Given data —

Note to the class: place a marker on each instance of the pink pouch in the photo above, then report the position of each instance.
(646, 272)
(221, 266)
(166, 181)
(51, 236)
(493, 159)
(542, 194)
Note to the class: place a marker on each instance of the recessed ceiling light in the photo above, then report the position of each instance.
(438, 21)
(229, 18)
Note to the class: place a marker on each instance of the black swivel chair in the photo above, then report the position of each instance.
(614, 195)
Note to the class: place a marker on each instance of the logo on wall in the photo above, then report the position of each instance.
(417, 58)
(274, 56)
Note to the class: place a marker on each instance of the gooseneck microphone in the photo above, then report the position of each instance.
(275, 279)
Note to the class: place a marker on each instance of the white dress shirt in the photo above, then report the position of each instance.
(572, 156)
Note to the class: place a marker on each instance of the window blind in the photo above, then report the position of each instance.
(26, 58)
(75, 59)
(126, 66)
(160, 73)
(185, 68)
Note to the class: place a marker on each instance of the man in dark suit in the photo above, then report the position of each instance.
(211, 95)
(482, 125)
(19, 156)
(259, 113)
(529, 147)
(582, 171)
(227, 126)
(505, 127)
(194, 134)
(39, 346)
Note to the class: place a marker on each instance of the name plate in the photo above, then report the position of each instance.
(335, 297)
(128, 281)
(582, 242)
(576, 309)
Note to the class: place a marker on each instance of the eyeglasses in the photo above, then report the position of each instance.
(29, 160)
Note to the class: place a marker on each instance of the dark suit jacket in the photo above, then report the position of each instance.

Your task — Repeat every record, keeping each word and mark exactly as it is.

Written solution —
Note to the class: place a marker on each instance of the pink pouch in the photo above, then report the position of each instance.
(646, 272)
(221, 266)
(166, 181)
(51, 236)
(493, 159)
(542, 194)
Note to the class: place a marker on each instance of the recessed ceiling light in the photo above, then report the position of each instance.
(438, 21)
(229, 18)
Note to the class: place a marker on each instance of the black swivel chair in the photo above, then report the position of each instance.
(614, 195)
Note to the class: place a marker on each instance of the logo on wall in the photo above, then report the position of each instance.
(417, 58)
(274, 56)
Note to the class: place a marker on each instance of the gooseneck microphone in the photo above, then report the position of each instance.
(275, 279)
Note to the class: place a marker on each instance of the white dress shirt in the photo above, then report the position of each instance.
(572, 156)
Note to the class: place a marker on each instance of the window blind in the photo above, then report the position of each instance.
(26, 58)
(75, 59)
(126, 66)
(160, 73)
(185, 68)
Note to the class: place a marker on each instance of the man in dark suit in the photo above, then report the position of each instance.
(211, 95)
(482, 125)
(19, 156)
(259, 113)
(529, 147)
(582, 171)
(227, 126)
(505, 127)
(194, 134)
(39, 346)
Note to the class: place a marker on each instance of the name plate in the photo above, then report the position of each instance.
(335, 297)
(128, 281)
(582, 242)
(576, 309)
Note to the class: place a marker on each instance of the eyeglasses in the photo above, then report the position of each instance.
(29, 160)
Note to the class: place a marker on each instance of the dark suit jacket in the photo above, then report the position of each instance.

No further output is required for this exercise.